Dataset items
□ □ □ □ □

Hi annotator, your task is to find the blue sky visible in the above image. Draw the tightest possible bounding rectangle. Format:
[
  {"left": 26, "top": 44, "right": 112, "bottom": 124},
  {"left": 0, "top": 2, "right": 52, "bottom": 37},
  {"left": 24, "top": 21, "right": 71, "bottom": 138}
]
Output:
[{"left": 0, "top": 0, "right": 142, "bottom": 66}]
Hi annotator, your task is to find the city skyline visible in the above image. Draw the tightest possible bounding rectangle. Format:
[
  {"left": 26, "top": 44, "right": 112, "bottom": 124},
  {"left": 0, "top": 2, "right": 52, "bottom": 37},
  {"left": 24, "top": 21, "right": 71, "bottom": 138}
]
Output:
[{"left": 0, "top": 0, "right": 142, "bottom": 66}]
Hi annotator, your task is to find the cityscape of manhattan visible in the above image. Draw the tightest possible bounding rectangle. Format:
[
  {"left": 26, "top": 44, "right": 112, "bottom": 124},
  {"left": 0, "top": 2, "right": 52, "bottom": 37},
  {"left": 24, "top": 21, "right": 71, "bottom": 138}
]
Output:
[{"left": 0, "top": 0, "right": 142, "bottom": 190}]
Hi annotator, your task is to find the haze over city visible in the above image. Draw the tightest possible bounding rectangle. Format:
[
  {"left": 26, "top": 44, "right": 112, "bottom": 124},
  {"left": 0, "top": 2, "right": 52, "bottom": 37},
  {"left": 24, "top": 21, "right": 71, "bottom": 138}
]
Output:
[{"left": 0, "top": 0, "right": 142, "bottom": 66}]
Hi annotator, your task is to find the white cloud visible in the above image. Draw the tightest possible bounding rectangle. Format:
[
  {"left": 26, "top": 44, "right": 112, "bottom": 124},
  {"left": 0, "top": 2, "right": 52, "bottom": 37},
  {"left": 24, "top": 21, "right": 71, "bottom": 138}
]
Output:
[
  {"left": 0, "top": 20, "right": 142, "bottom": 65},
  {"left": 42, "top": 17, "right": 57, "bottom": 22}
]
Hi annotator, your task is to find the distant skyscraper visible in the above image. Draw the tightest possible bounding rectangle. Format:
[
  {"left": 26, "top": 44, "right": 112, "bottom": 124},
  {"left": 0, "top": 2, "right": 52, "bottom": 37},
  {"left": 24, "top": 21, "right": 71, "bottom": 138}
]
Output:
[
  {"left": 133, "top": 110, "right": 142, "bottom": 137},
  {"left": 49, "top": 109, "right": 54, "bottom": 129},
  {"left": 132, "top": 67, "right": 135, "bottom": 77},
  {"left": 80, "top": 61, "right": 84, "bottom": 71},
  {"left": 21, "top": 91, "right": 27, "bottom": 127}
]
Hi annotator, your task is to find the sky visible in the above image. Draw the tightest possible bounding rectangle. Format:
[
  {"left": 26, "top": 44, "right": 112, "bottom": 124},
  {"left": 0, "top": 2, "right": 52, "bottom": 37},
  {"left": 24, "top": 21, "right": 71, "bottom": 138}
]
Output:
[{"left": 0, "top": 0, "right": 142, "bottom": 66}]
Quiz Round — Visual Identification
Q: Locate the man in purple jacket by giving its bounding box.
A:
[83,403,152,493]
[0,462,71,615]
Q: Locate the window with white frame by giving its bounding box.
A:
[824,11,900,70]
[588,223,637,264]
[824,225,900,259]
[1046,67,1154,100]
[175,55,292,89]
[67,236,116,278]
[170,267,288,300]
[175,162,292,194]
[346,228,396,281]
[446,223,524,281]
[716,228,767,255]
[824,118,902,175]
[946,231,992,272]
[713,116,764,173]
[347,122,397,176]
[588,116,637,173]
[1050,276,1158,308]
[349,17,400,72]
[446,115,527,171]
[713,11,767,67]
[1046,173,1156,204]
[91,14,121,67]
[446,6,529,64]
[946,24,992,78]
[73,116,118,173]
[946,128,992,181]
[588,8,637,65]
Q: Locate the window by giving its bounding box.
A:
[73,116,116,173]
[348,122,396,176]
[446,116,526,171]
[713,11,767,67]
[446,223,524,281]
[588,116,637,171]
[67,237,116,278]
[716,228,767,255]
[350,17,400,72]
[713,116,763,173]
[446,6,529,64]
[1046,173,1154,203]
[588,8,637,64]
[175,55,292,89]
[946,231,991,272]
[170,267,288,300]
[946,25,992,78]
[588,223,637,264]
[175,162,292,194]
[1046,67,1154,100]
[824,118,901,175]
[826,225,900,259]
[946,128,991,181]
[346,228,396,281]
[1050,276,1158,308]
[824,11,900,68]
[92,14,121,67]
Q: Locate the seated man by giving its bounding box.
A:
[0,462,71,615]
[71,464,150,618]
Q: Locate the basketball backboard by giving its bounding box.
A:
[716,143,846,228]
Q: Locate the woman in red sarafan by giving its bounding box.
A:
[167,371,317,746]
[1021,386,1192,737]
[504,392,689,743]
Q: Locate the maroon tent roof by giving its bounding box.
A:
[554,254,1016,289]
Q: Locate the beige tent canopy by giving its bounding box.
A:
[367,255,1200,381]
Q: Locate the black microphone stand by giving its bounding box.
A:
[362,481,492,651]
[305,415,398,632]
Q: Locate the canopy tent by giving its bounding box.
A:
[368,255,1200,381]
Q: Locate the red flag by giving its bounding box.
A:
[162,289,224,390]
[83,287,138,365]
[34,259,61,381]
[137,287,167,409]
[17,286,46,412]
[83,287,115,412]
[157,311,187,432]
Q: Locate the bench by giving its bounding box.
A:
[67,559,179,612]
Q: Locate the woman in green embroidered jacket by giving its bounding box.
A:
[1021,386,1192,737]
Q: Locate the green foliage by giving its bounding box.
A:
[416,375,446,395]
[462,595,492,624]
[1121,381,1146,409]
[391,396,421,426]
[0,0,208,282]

□ □ □ □ □

| Job |
Which lines of the material contain the word "tent", matching case exactly? Pick out each such line and copy it in full.

| Written response |
Q: Locate the maroon tent roof by giving its bounding box.
Q: Locate the beige tent canopy by giving its bounding box.
Q: Locate the canopy tent by giving its bounding box.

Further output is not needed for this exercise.